◆ EXERCISE 1
Count the lines in the records that contain the string "positive", and reply with that number alone.

◆ SOURCE DOCUMENT
Start of Block
US12620877B2US 12620877 B2US12620877 B2US 12620877B2US-12620877-B2

Abstract

A propulsion system for a vehicle includes an electric motor configured to generate torque to propel the vehicle. The electric motor has a stator assembly with a plurality of stator slots defining slot layers along a respective slot axis. A first plurality of conductors is at least partially positioned in the plurality of stator slots and forming a first winding set. A second plurality of conductors is at least partially positioned in the plurality of stator slots and forms a second winding set. A first inverter is adapted to drive the electric motor, the first winding set being coupled to the first inverter. A second inverter is adapted to drive the electric motor, the second winding set being coupled to the second inverter. The system includes a controller adapted to control operation of the first and second inverters based in part on a motor speed of the electric motor.

Inventors

  • Mazharul CHOWDHURY
  • Mohammad F. Momen
  • Khorshed Mohammed Alam
  • Alexander FORSYTH
  • Yilun Luo

Assignees

  • GM Global Technology Operations LLC

Dates

Publication Date
20260505
Application Date
20231005

Claims (20)
End of Block
◆ EXERCISE 2
Please copy the stretch of the propulsion patent from "A propulsion system" through "the electric motor." word for word.

◆ DATA TO PROCESS
Start of Block
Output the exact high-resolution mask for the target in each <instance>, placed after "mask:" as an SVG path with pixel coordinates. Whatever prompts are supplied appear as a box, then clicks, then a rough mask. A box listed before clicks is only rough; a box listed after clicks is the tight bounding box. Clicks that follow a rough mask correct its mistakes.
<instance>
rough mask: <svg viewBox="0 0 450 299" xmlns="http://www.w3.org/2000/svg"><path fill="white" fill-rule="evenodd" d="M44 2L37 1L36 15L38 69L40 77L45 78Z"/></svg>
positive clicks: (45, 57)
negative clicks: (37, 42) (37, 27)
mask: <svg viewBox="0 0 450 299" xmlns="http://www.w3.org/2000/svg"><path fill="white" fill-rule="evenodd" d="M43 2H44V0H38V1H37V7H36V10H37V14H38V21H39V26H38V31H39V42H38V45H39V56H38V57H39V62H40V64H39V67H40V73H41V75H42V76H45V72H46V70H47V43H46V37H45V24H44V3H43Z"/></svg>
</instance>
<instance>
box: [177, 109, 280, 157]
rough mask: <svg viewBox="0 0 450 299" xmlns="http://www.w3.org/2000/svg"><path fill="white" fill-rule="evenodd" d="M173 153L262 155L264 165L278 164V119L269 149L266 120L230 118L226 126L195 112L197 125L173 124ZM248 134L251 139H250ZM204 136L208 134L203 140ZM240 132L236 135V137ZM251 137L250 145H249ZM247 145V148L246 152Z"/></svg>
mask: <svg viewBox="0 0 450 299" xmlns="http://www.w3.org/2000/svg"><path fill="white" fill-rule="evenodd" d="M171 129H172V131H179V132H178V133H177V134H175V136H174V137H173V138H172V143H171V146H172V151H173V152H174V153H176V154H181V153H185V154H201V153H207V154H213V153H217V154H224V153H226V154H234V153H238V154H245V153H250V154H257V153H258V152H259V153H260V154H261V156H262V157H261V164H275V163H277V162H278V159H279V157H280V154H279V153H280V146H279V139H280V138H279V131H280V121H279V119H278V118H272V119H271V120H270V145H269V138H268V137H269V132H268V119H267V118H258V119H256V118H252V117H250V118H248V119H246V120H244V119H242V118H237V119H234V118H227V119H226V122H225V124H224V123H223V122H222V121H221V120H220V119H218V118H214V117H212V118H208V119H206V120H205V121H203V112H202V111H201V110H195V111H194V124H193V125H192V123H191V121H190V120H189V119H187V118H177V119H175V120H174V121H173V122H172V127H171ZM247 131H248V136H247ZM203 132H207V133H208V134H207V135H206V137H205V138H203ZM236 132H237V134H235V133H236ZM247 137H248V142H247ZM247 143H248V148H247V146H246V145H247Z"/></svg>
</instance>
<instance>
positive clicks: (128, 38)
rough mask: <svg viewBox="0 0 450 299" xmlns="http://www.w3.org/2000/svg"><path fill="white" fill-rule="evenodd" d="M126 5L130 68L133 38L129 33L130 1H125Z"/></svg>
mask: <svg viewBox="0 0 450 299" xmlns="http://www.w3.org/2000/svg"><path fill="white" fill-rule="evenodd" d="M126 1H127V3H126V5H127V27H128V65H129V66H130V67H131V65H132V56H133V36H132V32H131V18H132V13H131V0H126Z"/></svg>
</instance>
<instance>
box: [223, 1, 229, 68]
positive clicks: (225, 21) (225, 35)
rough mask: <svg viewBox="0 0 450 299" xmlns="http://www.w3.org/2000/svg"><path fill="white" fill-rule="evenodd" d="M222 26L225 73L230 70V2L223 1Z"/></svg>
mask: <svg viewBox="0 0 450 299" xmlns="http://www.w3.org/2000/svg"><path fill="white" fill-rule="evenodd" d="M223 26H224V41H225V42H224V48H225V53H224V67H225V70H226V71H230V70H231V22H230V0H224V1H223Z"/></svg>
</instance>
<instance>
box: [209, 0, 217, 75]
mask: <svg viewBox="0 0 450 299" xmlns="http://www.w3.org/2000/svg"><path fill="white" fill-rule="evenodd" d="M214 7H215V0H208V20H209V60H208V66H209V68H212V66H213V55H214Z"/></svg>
End of Block
◆ WRITTEN RESPONSE 1
3

◆ WRITTEN RESPONSE 2
A propulsion system for a vehicle includes an electric motor configured to generate torque to propel the vehicle. The electric motor has a stator assembly with a plurality of stator slots defining slot layers along a respective slot axis. A first plurality of conductors is at least partially positioned in the plurality of stator slots and forming a first winding set. A second plurality of conductors is at least partially positioned in the plurality of stator slots and forms a second winding set. A first inverter is adapted to drive the electric motor, the first winding set being coupled to the first inverter. A second inverter is adapted to drive the electric motor, the second winding set being coupled to the second inverter. The system includes a controller adapted to control operation of the first and second inverters based in part on a motor speed of the electric motor.